*Assignment:*
Give again, word for word, each line below starting at the one that contains "box: [170, 60, 174, 102]" and ending at the one that contains "box: [172, 81, 220, 101]".

Segment Start: Dataset entries

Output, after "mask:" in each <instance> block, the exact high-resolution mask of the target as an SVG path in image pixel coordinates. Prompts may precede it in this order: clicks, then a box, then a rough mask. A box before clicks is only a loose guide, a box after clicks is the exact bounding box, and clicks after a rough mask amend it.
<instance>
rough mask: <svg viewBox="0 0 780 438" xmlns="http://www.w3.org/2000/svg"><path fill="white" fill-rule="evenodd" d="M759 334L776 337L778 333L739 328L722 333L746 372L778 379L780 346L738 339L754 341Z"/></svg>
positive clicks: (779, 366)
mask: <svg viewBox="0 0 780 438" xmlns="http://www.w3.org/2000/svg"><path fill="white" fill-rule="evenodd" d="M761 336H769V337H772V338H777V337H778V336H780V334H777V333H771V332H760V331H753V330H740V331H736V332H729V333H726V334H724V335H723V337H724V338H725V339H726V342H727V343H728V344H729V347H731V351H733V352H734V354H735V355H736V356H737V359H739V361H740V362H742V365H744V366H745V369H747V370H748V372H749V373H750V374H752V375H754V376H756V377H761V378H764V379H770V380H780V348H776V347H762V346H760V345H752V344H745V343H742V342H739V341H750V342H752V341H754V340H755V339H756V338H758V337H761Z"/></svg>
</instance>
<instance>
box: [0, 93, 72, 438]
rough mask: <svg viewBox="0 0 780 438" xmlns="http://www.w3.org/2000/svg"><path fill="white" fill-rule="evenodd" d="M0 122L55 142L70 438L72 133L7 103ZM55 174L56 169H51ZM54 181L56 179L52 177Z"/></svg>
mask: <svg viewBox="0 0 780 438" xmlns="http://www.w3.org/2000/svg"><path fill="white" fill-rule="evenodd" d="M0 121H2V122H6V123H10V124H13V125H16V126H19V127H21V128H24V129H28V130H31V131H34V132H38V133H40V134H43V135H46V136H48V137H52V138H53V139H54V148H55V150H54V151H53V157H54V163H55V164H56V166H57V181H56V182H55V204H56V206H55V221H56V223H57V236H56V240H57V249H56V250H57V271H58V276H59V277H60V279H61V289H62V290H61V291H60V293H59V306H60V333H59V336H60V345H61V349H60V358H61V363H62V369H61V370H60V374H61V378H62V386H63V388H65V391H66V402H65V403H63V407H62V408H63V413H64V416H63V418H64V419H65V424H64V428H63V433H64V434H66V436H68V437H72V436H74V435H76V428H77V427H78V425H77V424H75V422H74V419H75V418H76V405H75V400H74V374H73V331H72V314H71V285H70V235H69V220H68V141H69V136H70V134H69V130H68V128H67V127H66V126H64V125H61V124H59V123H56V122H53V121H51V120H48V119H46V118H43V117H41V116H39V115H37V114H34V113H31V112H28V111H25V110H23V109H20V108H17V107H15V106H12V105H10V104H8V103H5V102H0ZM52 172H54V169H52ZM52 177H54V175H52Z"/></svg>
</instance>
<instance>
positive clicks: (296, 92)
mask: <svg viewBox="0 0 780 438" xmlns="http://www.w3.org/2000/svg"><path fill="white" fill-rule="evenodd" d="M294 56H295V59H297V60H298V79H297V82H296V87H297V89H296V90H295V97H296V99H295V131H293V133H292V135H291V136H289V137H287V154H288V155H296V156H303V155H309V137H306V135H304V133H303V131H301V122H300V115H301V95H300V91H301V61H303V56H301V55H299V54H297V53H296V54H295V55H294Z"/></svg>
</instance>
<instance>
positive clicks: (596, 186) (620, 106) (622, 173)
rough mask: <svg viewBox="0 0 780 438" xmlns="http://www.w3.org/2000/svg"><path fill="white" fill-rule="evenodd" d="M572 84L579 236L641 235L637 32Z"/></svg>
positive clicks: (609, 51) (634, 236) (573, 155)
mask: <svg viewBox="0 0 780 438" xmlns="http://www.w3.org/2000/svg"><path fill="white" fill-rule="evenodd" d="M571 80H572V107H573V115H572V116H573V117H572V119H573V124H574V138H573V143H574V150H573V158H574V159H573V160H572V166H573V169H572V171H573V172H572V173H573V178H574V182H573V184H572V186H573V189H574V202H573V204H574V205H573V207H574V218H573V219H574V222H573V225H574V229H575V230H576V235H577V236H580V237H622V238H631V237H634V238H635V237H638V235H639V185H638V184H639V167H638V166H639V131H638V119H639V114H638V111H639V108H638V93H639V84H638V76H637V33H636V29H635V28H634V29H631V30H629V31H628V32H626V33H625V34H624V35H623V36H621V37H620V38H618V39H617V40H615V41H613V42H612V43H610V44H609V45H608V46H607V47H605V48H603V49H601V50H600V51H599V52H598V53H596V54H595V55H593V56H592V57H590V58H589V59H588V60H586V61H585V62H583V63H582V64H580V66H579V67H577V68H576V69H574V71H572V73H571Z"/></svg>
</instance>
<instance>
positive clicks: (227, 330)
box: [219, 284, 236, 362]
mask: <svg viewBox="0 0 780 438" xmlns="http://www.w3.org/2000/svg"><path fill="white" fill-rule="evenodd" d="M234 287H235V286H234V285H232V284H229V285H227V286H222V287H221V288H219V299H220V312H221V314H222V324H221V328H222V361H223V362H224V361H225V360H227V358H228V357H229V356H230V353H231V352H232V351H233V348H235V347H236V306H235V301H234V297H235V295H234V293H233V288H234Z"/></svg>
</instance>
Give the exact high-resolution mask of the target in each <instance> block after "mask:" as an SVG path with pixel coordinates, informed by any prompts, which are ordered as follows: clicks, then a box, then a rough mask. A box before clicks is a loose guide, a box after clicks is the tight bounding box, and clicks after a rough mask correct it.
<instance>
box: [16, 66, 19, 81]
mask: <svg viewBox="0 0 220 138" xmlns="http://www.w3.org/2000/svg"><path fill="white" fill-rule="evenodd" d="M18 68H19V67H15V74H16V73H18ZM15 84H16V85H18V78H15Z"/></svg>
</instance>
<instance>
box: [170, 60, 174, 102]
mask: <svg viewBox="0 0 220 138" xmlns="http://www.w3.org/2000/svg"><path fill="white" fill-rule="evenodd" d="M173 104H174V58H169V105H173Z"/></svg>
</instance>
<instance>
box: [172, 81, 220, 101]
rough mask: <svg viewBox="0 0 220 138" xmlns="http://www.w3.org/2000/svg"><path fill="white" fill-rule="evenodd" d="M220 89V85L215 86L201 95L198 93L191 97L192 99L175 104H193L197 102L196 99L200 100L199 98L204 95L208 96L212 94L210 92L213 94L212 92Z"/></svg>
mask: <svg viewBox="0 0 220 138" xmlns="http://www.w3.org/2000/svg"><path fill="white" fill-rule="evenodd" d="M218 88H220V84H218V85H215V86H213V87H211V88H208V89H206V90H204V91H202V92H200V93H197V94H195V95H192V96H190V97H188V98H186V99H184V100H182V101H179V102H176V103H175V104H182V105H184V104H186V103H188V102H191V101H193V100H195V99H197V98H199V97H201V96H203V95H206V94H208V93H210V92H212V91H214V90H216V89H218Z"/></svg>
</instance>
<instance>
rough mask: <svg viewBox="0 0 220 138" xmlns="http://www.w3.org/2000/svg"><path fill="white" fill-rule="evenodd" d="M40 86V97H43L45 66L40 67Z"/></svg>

Segment End: Dataset entries

*Answer box:*
box: [170, 60, 174, 102]
mask: <svg viewBox="0 0 220 138" xmlns="http://www.w3.org/2000/svg"><path fill="white" fill-rule="evenodd" d="M173 104H174V58H169V105H173Z"/></svg>
</instance>
<instance>
box: [172, 81, 220, 101]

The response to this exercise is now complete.